[Records from a collection]
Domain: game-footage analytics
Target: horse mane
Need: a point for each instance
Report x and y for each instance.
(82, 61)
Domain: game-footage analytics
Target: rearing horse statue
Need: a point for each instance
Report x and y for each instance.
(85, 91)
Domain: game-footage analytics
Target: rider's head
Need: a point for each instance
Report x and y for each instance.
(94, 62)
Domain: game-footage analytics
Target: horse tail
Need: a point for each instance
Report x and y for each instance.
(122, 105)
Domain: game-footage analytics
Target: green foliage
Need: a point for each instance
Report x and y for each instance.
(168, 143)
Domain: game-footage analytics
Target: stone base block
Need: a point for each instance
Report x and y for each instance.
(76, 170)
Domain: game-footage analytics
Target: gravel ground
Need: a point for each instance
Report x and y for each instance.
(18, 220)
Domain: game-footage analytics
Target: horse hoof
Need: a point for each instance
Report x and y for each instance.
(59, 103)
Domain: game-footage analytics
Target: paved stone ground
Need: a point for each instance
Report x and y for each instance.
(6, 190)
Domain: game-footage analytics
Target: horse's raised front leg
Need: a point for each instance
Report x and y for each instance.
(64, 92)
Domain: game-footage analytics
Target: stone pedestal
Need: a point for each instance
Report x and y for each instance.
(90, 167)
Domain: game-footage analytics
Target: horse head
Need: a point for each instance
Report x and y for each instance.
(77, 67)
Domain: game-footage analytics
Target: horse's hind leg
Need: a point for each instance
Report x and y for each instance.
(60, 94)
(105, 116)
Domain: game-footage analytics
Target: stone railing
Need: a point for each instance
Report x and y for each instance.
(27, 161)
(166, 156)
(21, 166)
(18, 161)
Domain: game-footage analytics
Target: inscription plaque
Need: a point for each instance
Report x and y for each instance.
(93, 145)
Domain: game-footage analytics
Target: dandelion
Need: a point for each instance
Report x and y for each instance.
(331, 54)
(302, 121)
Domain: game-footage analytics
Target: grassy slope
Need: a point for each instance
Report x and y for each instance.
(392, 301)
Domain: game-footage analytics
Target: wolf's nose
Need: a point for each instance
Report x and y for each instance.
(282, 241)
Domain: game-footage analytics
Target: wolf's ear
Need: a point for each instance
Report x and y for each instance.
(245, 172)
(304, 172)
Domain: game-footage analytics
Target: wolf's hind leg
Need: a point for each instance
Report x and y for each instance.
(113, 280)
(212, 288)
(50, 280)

*Instructions for the task*.
Make an exact transcription of the entries above.

*Expected answer*.
Domain: game-footage analytics
Target: horse mane
Need: a point for each instance
Report x and y for each instance.
(82, 61)
Domain: game-footage analytics
Target: rearing horse statue
Need: a point for each instance
Report x and y for each instance.
(85, 91)
Domain: game-footage analytics
Target: rider's head
Need: a point for each instance
Report x and y for each instance.
(94, 62)
Domain: game-footage analytics
Target: horse tail
Need: a point for each instance
Report x and y for each instance.
(122, 105)
Domain: game-footage analytics
Target: green foliage
Need: a point for each instance
Report x and y for each instance.
(168, 143)
Domain: game-footage analytics
Target: stone base block
Need: a point for each instance
Report x and y for each instance.
(76, 170)
Domain: game-footage analytics
Target: gravel ground
Need: a point for each instance
Report x and y for each instance.
(18, 220)
Domain: game-footage analytics
Target: horse hoof
Need: a point for each instance
Report x and y for each instance.
(59, 103)
Domain: game-footage analytics
Target: paved stone ground
Need: a point for each instance
Report x and y for each instance.
(6, 190)
Domain: game-footage analytics
Target: horse's raised front leg
Need: a point for each instance
Report x and y for each instance.
(64, 92)
Domain: game-footage analytics
Target: stone pedestal
Need: a point for each instance
Report x and y for each instance.
(90, 167)
Domain: game-footage analytics
Target: horse head
Need: a point for each instance
Report x and y for each instance.
(77, 67)
Domain: game-footage analytics
Target: horse's hind leg
Need: a point for each instance
Report x and y for each instance.
(60, 94)
(105, 116)
Domain: game-footage analytics
Target: stone railing
Need: a point for each instance
Report x and y for each instance.
(27, 161)
(166, 156)
(21, 166)
(18, 161)
Domain: game-footage analytics
Target: inscription plaque
Need: a point for each instance
Report x and y for each instance.
(93, 145)
Domain: game-footage analytics
Target: dandelion
Need: a point for each instance
Report x and y for each instance.
(331, 54)
(302, 121)
Domain: game-footage analytics
Target: grassy slope
Need: a point for each instance
Report x and y for each instance.
(392, 301)
Domain: game-footage analytics
Target: wolf's nose
Need: a point for each instance
Report x and y for each instance.
(282, 241)
Domain: game-footage analytics
Target: wolf's ear
Need: a point for each instance
Report x and y for each instance.
(245, 172)
(304, 172)
Domain: game-footage analytics
Target: wolf's hind leg
Need: a point for each instance
Report x and y for each instance.
(113, 280)
(212, 288)
(50, 280)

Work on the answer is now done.